Pemilihan umum merupakan sarana untuk menegakkan demokrasi. Dengan melalui pemilu rakyat dapat menggunakan hak politiknya untuk memilih calon-calon wakilnya yang akan duduk dalam lembaga perwakilan rakyat. Pemilu pada masa Orde Baru dilaksanakan sebanyak enam kali sebagai berikut.
1. Pemilu Tahun 1971 (3 Juli 1971)
Pada pemilu tahun 1971 sangat berbeda dengan pemilu pada tahun 1955 karena para pejabat negara pada pemilu tahun 1971 diharuskan bersikap netral, sedangkan pada pemilu 1955 para pejabat negara yang berasal dari partai peserta pemilu dapat ikut menjadi calon partai secara formal.
Pada pemilu ini diikuti oleh sepuluh peserta yang terdiri atas Partai Serikat Islam Indonesia (PSII), Nahdatul Ulama (NU), Partai Nasional Indonesia (PNI), Partai Murba, Partai Islam Persatuan Tarbiyah Indonesia (PI. Perti), Partai Katolik, Partai Muslimin Indonesia (Parmusi), Partai Ikatan Pendukung Kemerdekaan Indonesia (IPKI), Partai Kristen Indonesia (Parkindo), dan Golongan Karya (Golkar).

◆ **KUMPULAN DATA**:

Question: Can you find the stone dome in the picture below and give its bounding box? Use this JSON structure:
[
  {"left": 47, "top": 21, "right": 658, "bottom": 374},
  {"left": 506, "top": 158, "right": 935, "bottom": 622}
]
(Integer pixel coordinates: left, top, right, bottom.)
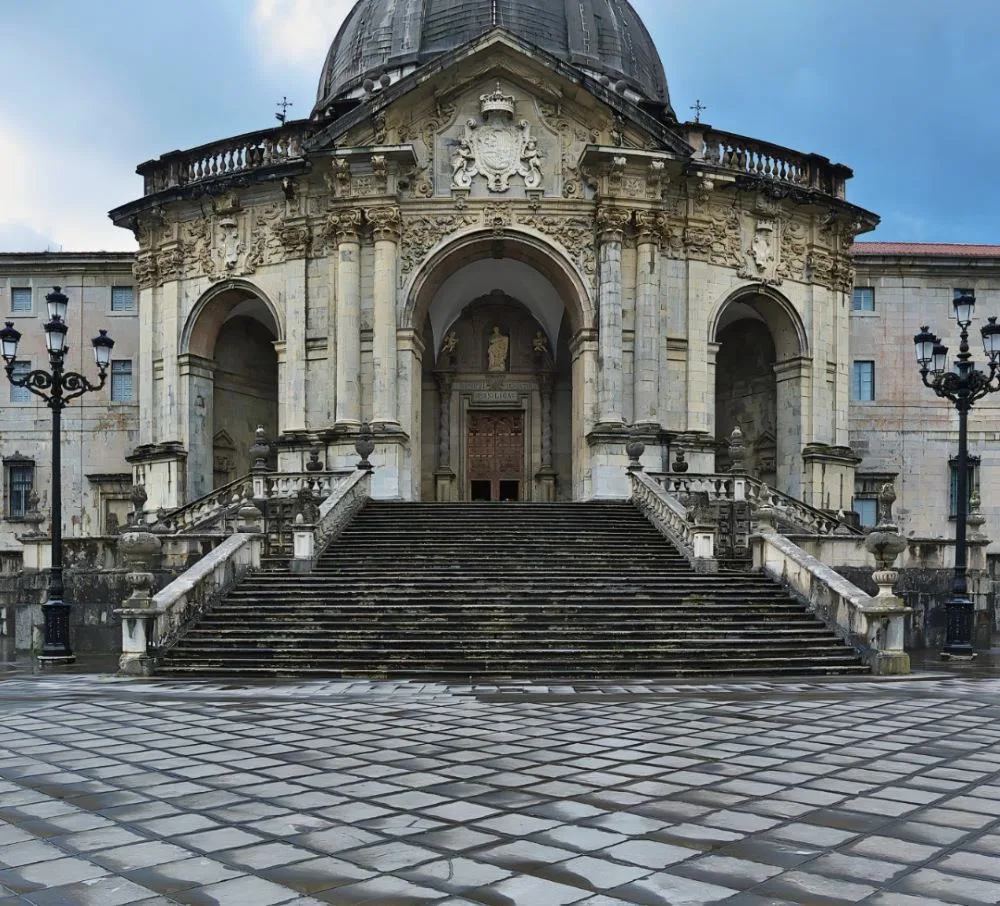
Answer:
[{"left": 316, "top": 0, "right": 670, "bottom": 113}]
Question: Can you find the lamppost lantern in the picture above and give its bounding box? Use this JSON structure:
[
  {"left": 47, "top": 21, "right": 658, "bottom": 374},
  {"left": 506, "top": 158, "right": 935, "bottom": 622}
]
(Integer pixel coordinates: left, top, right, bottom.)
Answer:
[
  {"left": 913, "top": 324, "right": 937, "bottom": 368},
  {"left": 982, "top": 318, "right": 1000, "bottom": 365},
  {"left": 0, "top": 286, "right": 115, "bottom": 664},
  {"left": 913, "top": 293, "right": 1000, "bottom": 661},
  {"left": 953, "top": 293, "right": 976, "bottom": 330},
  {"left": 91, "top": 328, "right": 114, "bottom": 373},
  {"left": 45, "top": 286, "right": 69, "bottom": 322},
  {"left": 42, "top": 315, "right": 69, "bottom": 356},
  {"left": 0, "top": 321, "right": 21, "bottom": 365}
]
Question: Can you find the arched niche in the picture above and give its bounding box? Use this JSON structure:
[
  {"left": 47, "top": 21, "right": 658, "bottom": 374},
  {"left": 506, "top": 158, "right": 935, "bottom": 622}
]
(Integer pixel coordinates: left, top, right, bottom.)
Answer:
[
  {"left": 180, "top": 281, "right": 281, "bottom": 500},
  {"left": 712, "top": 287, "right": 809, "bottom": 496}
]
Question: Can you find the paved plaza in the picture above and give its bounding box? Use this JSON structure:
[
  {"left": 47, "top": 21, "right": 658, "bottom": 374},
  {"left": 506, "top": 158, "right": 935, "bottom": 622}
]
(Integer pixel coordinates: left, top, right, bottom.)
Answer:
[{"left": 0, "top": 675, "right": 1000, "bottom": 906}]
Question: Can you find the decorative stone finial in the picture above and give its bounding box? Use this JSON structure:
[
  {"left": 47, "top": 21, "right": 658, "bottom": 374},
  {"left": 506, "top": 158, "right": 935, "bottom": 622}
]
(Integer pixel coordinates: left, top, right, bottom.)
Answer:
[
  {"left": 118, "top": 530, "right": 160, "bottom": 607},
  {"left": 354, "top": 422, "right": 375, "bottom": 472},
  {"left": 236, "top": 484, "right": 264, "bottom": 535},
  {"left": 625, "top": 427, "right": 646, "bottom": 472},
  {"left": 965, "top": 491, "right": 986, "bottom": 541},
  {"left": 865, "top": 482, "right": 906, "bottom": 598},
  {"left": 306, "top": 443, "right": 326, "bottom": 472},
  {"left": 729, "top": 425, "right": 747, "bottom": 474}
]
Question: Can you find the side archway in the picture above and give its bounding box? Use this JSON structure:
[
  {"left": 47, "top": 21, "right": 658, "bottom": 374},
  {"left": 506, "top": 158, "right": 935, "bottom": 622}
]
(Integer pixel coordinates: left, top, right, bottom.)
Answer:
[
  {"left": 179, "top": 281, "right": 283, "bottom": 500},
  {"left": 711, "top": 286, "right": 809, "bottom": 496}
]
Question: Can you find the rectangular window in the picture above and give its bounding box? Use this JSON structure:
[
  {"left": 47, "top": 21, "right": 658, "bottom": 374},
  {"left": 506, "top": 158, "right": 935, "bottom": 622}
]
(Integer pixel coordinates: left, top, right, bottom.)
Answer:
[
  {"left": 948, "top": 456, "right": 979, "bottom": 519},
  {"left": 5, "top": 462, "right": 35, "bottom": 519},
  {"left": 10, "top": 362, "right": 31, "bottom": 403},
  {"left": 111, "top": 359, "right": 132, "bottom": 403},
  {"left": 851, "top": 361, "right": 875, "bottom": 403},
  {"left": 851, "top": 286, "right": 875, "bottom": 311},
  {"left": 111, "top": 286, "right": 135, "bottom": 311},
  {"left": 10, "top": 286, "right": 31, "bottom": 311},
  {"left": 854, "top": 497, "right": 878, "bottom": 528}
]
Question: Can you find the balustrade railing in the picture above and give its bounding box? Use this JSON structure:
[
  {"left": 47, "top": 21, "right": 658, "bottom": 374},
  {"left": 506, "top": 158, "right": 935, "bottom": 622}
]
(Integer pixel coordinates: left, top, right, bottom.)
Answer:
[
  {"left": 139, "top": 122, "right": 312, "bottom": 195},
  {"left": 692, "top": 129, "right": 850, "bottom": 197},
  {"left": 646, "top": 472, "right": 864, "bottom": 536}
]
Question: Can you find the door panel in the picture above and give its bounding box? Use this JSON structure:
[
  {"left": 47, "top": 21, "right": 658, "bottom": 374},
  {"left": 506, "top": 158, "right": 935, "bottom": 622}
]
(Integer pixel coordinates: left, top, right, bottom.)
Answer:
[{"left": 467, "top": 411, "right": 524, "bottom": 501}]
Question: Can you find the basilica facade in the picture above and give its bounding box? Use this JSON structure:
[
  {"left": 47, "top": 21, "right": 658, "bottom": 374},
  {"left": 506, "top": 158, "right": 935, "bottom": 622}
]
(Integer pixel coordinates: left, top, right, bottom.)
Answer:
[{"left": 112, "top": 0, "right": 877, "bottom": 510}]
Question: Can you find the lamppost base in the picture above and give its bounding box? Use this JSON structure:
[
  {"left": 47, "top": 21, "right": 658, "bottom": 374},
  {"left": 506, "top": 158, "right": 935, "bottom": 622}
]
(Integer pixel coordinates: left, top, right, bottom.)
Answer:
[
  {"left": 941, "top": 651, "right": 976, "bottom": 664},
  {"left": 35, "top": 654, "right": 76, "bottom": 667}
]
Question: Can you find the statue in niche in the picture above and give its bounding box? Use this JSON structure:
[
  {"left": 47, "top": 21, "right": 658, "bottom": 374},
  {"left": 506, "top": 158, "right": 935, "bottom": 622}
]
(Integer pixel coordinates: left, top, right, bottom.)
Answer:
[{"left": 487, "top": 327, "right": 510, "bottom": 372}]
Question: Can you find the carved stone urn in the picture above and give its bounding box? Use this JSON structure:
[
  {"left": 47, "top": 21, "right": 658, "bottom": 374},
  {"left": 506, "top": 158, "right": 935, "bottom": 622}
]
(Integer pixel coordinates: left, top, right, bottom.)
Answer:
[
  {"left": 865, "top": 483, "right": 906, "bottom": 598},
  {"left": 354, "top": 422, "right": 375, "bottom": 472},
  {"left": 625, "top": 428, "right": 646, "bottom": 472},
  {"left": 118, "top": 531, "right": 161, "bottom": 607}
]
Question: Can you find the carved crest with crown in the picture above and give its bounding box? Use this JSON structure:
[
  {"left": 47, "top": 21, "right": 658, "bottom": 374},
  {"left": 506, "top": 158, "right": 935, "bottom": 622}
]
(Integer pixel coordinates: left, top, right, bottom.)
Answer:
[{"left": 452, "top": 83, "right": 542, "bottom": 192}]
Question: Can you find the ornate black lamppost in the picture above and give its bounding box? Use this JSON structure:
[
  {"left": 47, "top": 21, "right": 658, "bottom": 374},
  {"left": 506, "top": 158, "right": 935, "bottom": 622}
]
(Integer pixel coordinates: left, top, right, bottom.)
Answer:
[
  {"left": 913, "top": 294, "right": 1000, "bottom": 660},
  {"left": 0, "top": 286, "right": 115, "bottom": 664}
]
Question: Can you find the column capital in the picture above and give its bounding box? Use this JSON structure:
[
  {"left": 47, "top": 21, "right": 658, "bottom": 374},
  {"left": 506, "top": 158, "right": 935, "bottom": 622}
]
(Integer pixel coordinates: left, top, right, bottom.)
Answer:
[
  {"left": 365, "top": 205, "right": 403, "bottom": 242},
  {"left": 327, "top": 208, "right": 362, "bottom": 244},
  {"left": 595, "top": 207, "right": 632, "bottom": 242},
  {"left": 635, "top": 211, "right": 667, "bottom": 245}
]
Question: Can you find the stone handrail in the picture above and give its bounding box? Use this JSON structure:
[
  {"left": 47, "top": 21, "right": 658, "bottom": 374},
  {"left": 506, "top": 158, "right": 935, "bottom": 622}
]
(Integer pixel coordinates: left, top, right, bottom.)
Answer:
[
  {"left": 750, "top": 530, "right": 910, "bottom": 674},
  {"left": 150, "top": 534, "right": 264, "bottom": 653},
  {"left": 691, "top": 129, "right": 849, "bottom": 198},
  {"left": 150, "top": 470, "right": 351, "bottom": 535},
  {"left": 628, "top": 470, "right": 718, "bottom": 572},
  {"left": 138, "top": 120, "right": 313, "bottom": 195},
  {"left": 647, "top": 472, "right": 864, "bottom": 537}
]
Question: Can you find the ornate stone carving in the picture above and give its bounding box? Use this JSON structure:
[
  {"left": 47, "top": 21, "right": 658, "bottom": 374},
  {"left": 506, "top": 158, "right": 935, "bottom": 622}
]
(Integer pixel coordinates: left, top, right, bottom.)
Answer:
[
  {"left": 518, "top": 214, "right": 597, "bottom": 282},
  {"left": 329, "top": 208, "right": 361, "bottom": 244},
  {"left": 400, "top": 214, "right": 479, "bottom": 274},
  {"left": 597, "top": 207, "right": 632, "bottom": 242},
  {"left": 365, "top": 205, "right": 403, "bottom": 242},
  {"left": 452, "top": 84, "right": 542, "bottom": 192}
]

--

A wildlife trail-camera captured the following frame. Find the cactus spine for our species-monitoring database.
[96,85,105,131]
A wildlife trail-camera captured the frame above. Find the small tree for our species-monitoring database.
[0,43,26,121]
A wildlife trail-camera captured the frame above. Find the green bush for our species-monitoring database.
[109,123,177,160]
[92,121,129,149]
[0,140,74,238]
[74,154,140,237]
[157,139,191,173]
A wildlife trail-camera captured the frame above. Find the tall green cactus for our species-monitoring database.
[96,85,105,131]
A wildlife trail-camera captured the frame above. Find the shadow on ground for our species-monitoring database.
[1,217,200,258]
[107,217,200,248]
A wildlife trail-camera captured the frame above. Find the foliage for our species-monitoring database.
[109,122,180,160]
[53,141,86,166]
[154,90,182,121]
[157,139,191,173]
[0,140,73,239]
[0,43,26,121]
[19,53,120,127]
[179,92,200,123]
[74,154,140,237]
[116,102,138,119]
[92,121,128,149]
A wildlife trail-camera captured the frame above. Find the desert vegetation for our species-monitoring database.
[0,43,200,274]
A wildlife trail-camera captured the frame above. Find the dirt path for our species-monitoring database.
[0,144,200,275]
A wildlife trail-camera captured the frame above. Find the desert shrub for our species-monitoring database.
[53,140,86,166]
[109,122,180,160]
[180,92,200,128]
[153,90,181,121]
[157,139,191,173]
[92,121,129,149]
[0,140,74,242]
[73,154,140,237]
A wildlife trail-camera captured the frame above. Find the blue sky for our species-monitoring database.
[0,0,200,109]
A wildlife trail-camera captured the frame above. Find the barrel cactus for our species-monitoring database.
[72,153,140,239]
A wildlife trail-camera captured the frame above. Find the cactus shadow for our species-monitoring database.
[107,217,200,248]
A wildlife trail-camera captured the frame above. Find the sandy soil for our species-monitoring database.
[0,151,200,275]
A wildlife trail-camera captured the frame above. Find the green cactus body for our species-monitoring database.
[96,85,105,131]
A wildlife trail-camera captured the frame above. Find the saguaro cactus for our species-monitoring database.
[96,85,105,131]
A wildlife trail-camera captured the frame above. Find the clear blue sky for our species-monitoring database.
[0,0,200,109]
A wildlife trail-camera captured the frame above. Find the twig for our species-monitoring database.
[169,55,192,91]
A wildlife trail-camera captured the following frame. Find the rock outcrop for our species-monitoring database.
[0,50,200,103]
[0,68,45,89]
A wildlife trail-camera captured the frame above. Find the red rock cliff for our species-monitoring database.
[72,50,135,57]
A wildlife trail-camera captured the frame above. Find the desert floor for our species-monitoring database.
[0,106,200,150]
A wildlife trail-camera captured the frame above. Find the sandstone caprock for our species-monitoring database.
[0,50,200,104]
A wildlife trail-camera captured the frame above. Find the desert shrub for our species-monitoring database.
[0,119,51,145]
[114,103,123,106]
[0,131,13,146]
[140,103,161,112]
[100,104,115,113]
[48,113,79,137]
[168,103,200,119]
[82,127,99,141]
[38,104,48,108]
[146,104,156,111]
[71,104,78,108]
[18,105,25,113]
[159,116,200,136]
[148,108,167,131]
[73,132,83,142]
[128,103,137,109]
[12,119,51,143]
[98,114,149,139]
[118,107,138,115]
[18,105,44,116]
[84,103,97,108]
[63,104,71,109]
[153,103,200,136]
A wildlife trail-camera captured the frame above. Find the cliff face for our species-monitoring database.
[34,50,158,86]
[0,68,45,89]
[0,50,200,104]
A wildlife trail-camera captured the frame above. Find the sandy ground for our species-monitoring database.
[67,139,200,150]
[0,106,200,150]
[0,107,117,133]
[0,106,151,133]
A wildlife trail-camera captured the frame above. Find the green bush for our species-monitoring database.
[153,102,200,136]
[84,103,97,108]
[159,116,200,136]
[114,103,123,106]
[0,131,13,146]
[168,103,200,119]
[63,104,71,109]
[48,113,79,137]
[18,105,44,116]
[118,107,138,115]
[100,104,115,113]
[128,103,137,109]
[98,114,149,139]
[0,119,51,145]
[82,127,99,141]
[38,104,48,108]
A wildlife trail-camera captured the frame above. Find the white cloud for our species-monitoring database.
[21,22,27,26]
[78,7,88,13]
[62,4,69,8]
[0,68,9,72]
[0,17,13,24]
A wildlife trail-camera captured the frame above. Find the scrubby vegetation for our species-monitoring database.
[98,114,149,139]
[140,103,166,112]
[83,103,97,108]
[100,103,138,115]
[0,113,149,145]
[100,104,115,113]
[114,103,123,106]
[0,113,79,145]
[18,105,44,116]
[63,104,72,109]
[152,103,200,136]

◆ **LANGKAH YANG DIKERJAKAN**:
1. Menurut teks tentang pemilu masa Orde Baru, berapa peserta yang mengikuti Pemilu Tahun 1971?
2. Mengapa teks tentang pemilu masa Orde Baru menyebut pemilu tahun 1971 sangat berbeda dengan pemilu tahun 1955? Jawablah dalam satu sampai tiga kalimat.
3. Lanjutkan teks tentang pemilu masa Orde Baru mulai dari kalimat terakhirnya.

◆ **JAWABAN BERURUTAN**:
1. Sepuluh peserta.

2. Pada pemilu 1971, para pejabat negara diharuskan bersikap netral. Sebaliknya, pada pemilu 1955, para pejabat negara yang berasal dari partai peserta pemilu dapat ikut menjadi calon partai secara formal.

3.
Pada pemilu ini dimenangkan oleh Golkar dan sejak pemilu ini pula ABRI mulai memainkan 2 peranan yang penting dalam pemerintahan Orde Baru, seperti menjadi anggota dewan melalui jalur pengangkatan. Oleh karena itu, ABRI tidak menggunakan hak pilihnya lagi seperti pada pemilu pertama tahun 1955.
Pemerintahan Orde Baru setelah pemilu 1971 melakukan penyederhanaan jumlah partai dengan tidak menghapus partai tertentu, tetapi melakukan penggabungan (fusi). Dalam penggabungan tersebut, sistem kepartaian tidak lagi didasarkan ideologi, tetapi atas persamaan program. Penggabungan tersebut menghasilkan tiga kekuatan sosial politik sebagai berikut.
a. PPP, merupakan fusi dari NU, Parmusi, PSII, dan PI. Perti.
b. PDI, merupakan fusi dari PNI, Partai Katolik, Partai Murba, IPKI, dan Parkindo.
c. Golkar.
2. Pemilu Tahun 1977 (2 Mei 1977)
Pada pemilu tahun 1977 hanya diikuti oleh tiga peserta yaitu PP, Golkar dan PDI. Pemilu ini dimenangkan Golkar dengan memperoleh 232 kursi, PPP memperoleh 99 kursi, dan PDI memperoleh 29 kursi.
3. Pemilu Tahun 1982 (4 Mei 1982)
Pada pemilu ini perolehan suara dan kursi dari Golkar secara nasional meningkat, tetapi gagal merebut kemenangan di Aceh. Secara nasional, Golkar berhasil memperoleh tambahan 10 kursi, sedangkan PPP dan PDI kehilangan masing-masing 5 kursi.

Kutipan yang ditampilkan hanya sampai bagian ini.